▶ **Record extracts**:
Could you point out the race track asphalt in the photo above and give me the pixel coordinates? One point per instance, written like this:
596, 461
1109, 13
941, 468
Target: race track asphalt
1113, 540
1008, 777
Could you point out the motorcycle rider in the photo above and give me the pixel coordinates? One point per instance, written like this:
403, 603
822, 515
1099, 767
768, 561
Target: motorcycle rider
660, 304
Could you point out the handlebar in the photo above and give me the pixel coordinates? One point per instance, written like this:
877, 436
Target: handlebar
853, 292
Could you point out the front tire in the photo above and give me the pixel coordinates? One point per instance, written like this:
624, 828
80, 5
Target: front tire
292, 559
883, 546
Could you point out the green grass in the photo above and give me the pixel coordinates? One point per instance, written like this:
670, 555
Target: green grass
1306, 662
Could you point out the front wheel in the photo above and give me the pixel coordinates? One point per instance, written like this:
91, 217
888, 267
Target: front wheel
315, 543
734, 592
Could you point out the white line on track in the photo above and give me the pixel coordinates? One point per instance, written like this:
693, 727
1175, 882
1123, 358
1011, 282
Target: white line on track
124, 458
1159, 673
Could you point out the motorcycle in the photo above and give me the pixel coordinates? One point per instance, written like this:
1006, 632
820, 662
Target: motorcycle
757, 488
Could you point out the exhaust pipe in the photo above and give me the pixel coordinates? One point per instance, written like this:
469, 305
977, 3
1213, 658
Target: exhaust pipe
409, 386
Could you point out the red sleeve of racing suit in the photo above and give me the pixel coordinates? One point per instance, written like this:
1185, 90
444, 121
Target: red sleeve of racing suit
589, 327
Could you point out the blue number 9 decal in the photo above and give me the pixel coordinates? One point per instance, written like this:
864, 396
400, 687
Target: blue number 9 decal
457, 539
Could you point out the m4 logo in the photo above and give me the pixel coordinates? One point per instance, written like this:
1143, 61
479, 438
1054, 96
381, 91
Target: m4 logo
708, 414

▶ **Problem statement**: Reproduce the records above exactly as they appear.

▶ **Task output**:
Could you point out the race track asphalt in the photo above and give me the pixel coordinates? One point per instance, written like this:
596, 461
1109, 13
941, 468
Target: race track asphalt
1113, 540
1008, 777
Could you point out the motorcycle rider in the photo above and give me the pixel coordinates? One point per instance, written like this:
403, 603
822, 515
1099, 767
768, 561
Target: motorcycle rider
660, 304
Could you point out the handlebar in the photo above and give me the pixel coordinates? One point per instance, written like this:
877, 436
Target: handlebar
853, 292
Could you point out the front tire in the photo above and give me the pixel coordinates? One point per instance, written like this:
624, 828
80, 5
Target: front tire
292, 559
883, 546
Could you point out the green grass in the photo above and give me the pixel coordinates? One point per instance, written like this:
670, 555
Target: green grass
1306, 662
Could you point out the front wheel in the photo above and give me the pixel coordinates? One point per instance, written like this:
91, 217
888, 267
Target: front wheel
315, 543
734, 592
Could you point out the white line on track in the photo above and give me the pixel coordinates? One point per instance, written like this:
693, 727
1175, 882
1123, 358
1011, 282
Target: white line on track
124, 458
1159, 673
Could you point out the motorcycle in the photo above and give me the pixel coordinates? One point per instance, written like this:
1006, 632
820, 662
Target: motorcycle
757, 488
Could you point out the exhaust pipe in the photo above and give me the pixel coordinates? One point per instance, written like this:
469, 305
977, 3
1213, 658
Target: exhaust pipe
409, 386
Could you point out the red sleeve of racing suit in the photo above and give me the pixel coordinates? One point per instance, written like this:
1185, 90
444, 121
Target: red sleeve of racing suit
589, 327
Could you point out the blue number 9 decal in the photo above and give me the pixel coordinates? One point per instance, written like this:
864, 396
400, 687
Target: blue number 9 decal
457, 539
Could you point out the m4 logo in the photo above and give me the pixel coordinates? One point per instance, written like this:
1143, 61
479, 438
1054, 96
381, 91
Target: m4 logo
708, 414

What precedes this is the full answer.